◆ Problem to work on
Reproduce each of the records below verbatim, line for line, preserving every character, space, and escape sequence.

◆ Listed records

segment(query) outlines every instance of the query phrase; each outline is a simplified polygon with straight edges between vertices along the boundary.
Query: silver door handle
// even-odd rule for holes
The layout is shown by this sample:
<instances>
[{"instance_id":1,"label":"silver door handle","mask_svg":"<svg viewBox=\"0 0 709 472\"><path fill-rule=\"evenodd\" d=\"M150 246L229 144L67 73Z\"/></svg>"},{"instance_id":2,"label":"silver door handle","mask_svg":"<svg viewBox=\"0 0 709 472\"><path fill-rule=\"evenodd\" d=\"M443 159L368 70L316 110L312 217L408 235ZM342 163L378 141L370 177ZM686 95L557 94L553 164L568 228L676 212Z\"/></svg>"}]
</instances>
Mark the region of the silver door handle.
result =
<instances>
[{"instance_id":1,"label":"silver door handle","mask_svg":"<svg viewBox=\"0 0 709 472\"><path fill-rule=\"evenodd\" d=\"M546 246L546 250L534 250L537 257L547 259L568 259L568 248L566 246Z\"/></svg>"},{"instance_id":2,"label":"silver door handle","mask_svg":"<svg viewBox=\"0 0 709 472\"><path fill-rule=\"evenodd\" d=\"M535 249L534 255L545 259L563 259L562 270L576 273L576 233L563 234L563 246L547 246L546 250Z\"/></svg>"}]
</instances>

◆ Answer to this problem
segment(query) outlines every instance of the query phrase; each outline is a simplified polygon with straight edges between vertices along the boundary.
Query: silver door handle
// even-odd rule for holes
The layout is shown by this sample:
<instances>
[{"instance_id":1,"label":"silver door handle","mask_svg":"<svg viewBox=\"0 0 709 472\"><path fill-rule=\"evenodd\" d=\"M150 246L229 144L67 73Z\"/></svg>"},{"instance_id":2,"label":"silver door handle","mask_svg":"<svg viewBox=\"0 0 709 472\"><path fill-rule=\"evenodd\" d=\"M443 159L368 70L316 110L312 217L408 235ZM342 163L378 141L370 177ZM686 95L557 94L553 164L568 228L676 212Z\"/></svg>"}]
</instances>
Mark the region of the silver door handle.
result =
<instances>
[{"instance_id":1,"label":"silver door handle","mask_svg":"<svg viewBox=\"0 0 709 472\"><path fill-rule=\"evenodd\" d=\"M546 246L546 250L534 250L537 257L547 259L568 259L568 248L566 246Z\"/></svg>"},{"instance_id":2,"label":"silver door handle","mask_svg":"<svg viewBox=\"0 0 709 472\"><path fill-rule=\"evenodd\" d=\"M535 249L534 255L545 259L563 259L562 270L576 273L576 233L563 234L563 246L547 246L546 250Z\"/></svg>"}]
</instances>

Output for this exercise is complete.